#### WRITTEN PROBLEM:
Copy every line of the material below, including the requests, but shift each answer's x and y coordinates up by 66 and leave all other numbers as they are. Leave the pictures out of your answer.
┄┄┄┄┄┄┄┄┄┄┄┄┄┄┄┄┄┄┄┄
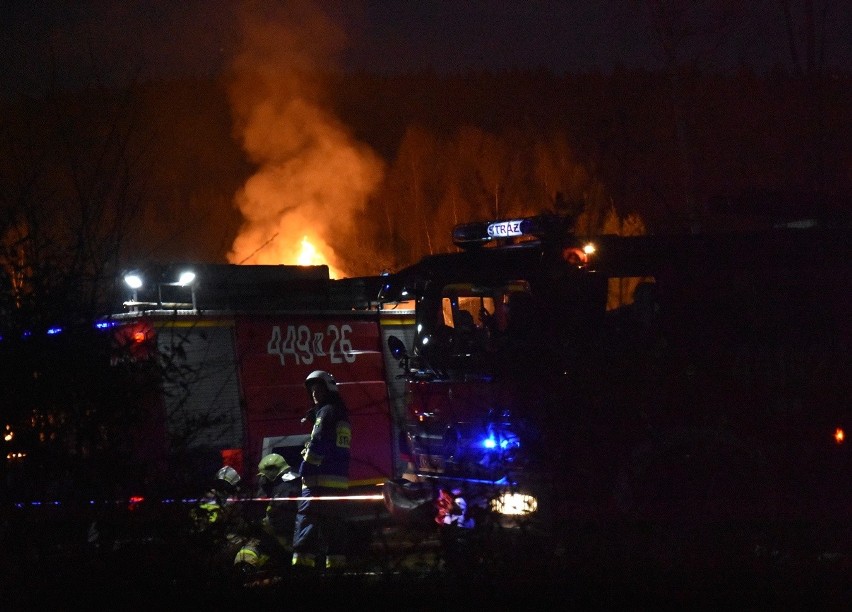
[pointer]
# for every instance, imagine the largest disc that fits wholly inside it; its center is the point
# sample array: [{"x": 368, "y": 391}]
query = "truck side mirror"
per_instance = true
[{"x": 397, "y": 348}]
┄┄┄┄┄┄┄┄┄┄┄┄┄┄┄┄┄┄┄┄
#### EXERCISE SOLUTION:
[pointer]
# for every instance, imagine the largest disc that fits wholly inside it; its center is the point
# sample array: [{"x": 368, "y": 391}]
query = "truck side mirror"
per_instance = true
[{"x": 463, "y": 414}]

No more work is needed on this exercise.